> [The problem]
Copy the passage of the article about AI and verifiable tasks below, from "People are spending" to "necessarily have a correct answer that can be verified.", inclusive, and swap in "programming and mathematics" wherever "code and math" appears.

AI Will Excel At Verifiable Tasks, Lag At Creative And Strategic Tasks: Andrej Karpathy

People are spending lots of time and effort to figure out how exactly AI progress will pan out in the coming years, and Andrej Karpathy has in interesting paradigm on how to approach the issue.

Former Tesla Director of AI Andrej Karpathy believes that AI will soon excel at “verifiable” tasks, which have a correct answer that can be verified. This includes areas like code and math. In contrast, it could take longer for AI to get better than humans at creative or strategic tasks that don’t necessarily have a correct answer that can be verified.

“If you were to forecast the impact of computing on the job market in ~1980s, the most predictive feature of a task/job you’d look at is to what extent the algorithm of it is fixed, i.e. are you just mechanically transforming information according to rote, easy to specify rules (e.g. typing, bookkeeping, human calculators, etc.)? Back then, this was the class of programs that the computing capability of that era allowed us to write (by hand, manually),” Karpathy wrote in a post on X.

> [Data lines]
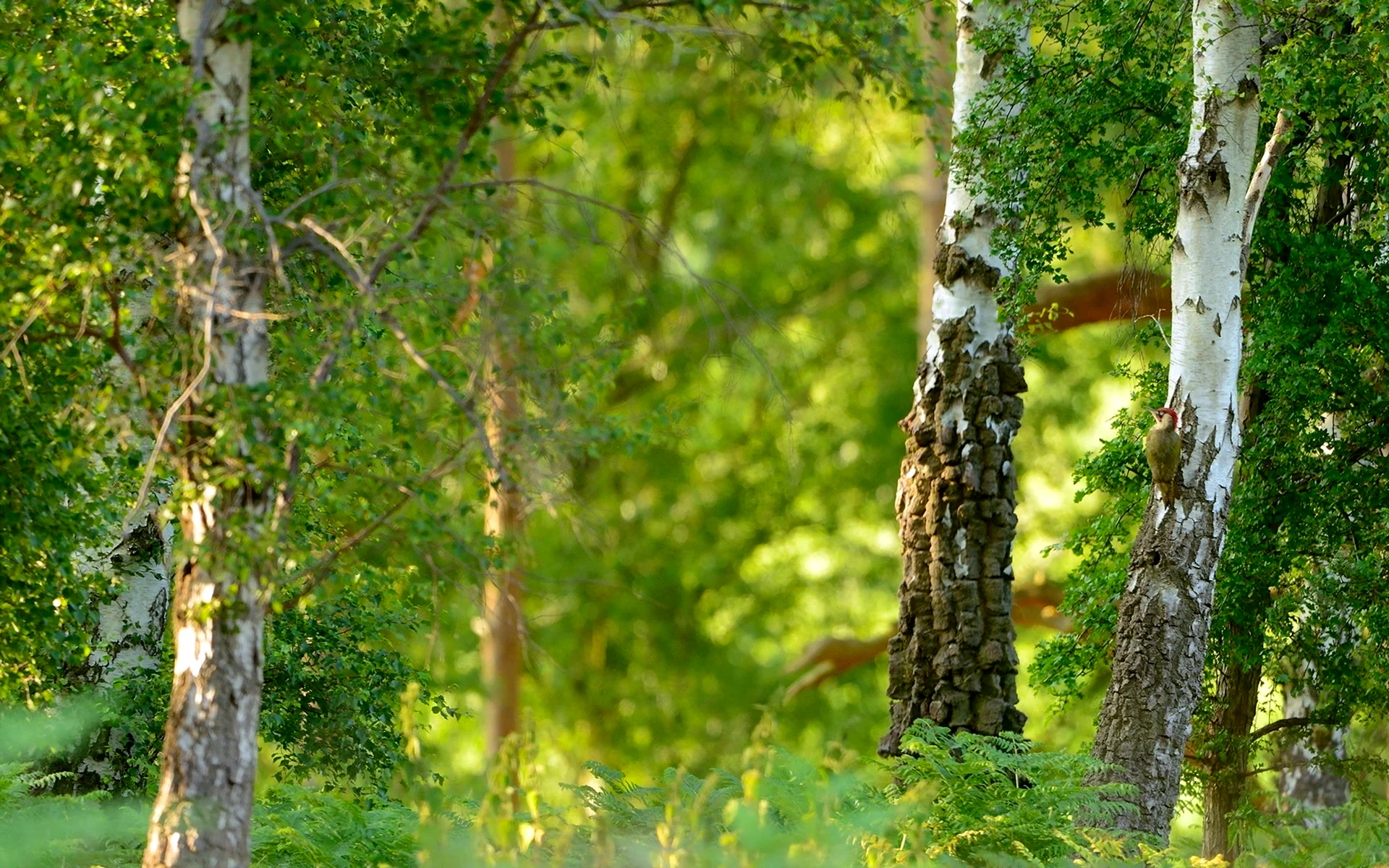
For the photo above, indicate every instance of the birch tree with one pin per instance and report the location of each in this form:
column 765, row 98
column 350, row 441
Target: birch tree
column 953, row 659
column 1165, row 608
column 203, row 810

> [Result for this exercise]
People are spending lots of time and effort to figure out how exactly AI progress will pan out in the coming years, and Andrej Karpathy has in interesting paradigm on how to approach the issue.

Former Tesla Director of AI Andrej Karpathy believes that AI will soon excel at “verifiable” tasks, which have a correct answer that can be verified. This includes areas like programming and mathematics. In contrast, it could take longer for AI to get better than humans at creative or strategic tasks that don’t necessarily have a correct answer that can be verified.